(Extracted data entries)
[Start of section]

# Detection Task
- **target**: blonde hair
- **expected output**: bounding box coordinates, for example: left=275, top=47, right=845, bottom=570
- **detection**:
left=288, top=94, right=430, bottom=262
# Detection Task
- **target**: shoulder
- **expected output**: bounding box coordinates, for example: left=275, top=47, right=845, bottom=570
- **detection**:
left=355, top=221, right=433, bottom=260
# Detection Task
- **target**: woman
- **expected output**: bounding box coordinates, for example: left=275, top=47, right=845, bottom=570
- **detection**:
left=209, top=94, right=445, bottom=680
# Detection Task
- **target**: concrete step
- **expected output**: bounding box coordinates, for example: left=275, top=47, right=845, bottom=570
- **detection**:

[End of section]
[Start of section]

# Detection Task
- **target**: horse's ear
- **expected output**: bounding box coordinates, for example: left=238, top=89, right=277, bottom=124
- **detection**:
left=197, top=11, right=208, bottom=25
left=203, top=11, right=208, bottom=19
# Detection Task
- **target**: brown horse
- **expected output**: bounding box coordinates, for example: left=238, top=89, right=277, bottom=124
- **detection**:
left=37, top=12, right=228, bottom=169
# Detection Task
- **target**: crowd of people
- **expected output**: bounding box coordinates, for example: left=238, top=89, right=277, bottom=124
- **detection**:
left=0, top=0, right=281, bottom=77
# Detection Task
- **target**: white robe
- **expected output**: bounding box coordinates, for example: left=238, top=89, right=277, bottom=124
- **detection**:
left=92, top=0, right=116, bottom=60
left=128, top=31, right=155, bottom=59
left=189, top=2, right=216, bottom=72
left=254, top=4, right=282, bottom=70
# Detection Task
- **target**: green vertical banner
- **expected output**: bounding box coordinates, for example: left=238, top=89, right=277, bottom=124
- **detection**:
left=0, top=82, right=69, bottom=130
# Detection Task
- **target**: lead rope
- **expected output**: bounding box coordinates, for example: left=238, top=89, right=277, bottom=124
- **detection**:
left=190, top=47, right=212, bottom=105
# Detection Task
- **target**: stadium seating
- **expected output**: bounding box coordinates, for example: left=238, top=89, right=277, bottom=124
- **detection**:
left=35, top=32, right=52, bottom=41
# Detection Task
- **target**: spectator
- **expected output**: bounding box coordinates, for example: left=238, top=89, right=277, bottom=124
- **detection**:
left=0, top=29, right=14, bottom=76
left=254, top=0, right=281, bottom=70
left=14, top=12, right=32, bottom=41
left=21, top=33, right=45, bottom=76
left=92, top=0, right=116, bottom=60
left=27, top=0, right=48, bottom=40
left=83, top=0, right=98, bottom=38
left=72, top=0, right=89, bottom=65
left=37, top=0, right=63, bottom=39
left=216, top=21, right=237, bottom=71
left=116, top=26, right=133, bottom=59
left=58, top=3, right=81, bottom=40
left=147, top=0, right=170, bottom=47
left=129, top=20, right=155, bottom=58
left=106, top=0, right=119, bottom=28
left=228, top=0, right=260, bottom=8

[End of section]

Aim of the task
Your job is to return all lines above that hold the word "target".

Reply
- **target**: blonde hair
- **target**: shoulder
- **target**: woman
- **target**: concrete step
- **target**: horse's ear
- **target**: brown horse
- **target**: crowd of people
- **target**: white robe
- **target**: green vertical banner
- **target**: lead rope
- **target**: stadium seating
- **target**: spectator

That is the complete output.